## TEXT SHOWN
This new weekly publication aims to deliver interesting news & information related to Japanese pop culture straight to your inbox, curated by our dream geek team. Even if it’s something we haven’t covered on the website, if it’s worth knowing about, we’ll be sure to deliver it here, every Thursday!

OTAQUEST started in 2017 with the mission of connecting English speaking fans to the wider swath of the Japanese pop & sub-culture landscapes. In 2021 we’re focused on expanding this coverage and include a more balanced coverage of anime, manga, music, games, fashion, art, and more! We will also be surfacing independent creators & sharing content we think you’ll be interested in from Japan’s creative underground.

We’re kicking off this publication with our picks of the must-read articles we released throughout 2020. From next week, we’ll be sharing the latest & greatest. We hope you enjoy it, and we’re excited to have you along for the ride!

Welcome aboard.

Eddie Lehecka (editor-in-chief)


Slaying all the records.


Demon Slayer: Kimetsu no Yaiba beating One Piece’s previous annual sales record was an early indication of the series’ success.

If there’s one series which has dominated the pop culture landscape and, indeed, the Japanese economy this year, then it’s Kimetsu no Yaiba. It has now long since surpassed 100 million copies in circulation, but back in April, we were still surprised by 38 million.

## PROBLEMS TO WORK ON
A - According to the newsletter text, in what year did OTAQUEST start?
B - Decide whether each statement agrees with the newsletter text, and quote the words that settle it.
(i) The publication is sent out every Thursday.
(ii) The first issue shares the latest articles from the coming week.
(iii) Kimetsu no Yaiba has passed 100 million copies in circulation.
The rows that come after the newsletter text have no connection to it.

## SUPPLIED RECORDS
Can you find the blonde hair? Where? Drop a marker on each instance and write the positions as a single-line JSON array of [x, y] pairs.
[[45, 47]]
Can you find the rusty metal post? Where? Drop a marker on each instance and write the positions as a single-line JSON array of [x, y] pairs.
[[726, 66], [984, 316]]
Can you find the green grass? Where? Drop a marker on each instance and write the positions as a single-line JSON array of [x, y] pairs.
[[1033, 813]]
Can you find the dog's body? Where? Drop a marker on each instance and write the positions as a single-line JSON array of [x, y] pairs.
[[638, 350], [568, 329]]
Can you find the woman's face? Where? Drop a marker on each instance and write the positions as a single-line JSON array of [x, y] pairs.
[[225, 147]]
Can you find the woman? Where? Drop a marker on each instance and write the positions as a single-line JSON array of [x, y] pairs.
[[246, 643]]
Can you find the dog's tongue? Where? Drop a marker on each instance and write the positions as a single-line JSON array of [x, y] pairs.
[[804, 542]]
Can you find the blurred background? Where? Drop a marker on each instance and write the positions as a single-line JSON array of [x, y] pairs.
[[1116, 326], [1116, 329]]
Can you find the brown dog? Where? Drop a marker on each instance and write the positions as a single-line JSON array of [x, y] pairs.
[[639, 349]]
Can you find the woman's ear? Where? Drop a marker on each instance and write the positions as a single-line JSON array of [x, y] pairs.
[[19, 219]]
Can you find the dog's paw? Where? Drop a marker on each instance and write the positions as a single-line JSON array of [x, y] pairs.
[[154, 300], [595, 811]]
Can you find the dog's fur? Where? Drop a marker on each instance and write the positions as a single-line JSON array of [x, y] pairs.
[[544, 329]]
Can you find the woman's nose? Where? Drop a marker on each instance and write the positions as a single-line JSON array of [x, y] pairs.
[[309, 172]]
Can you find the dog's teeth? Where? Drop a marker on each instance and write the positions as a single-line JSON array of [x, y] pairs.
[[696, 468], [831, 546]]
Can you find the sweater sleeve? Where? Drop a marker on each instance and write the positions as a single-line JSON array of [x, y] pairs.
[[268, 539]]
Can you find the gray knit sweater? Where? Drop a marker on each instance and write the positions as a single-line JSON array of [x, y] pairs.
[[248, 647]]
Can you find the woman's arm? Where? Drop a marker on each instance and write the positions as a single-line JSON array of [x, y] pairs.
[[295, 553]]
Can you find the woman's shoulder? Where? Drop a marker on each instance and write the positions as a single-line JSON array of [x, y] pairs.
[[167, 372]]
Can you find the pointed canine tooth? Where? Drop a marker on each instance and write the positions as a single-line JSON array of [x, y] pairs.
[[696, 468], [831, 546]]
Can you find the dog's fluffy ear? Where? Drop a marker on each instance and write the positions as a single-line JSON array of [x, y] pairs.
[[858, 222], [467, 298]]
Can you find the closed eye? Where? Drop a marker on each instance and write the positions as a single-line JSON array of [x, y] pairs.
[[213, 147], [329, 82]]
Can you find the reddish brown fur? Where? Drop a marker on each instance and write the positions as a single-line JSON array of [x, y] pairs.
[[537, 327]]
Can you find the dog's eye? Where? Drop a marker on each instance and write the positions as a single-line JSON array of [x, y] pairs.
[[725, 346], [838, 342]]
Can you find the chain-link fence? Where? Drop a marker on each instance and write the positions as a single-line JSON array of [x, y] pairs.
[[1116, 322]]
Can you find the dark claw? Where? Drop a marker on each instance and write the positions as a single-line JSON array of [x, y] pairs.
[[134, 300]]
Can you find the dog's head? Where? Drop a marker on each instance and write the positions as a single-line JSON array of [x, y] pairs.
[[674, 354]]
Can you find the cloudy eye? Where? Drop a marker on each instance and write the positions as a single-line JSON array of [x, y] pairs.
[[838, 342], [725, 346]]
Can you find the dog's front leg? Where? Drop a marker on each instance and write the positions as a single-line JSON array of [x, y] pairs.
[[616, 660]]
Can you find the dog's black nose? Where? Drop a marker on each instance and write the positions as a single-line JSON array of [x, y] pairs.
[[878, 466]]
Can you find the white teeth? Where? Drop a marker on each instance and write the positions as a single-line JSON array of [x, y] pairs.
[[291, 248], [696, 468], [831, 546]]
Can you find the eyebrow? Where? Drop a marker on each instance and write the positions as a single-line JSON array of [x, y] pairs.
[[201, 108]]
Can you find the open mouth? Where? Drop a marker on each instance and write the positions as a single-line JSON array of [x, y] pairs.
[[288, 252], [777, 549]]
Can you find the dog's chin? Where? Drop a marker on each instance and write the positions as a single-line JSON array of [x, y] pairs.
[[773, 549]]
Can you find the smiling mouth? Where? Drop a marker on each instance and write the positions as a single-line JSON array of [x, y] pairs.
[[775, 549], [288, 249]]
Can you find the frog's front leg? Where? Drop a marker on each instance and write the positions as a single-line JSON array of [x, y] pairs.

## WRITTEN ANSWERS
A - 2017

B -
(i) Yes: "we’ll be sure to deliver it here, every Thursday!"
(ii) No: "We’re kicking off this publication with our picks of the must-read articles we released throughout 2020."
(iii) Yes: "It has now long since surpassed 100 million copies in circulation"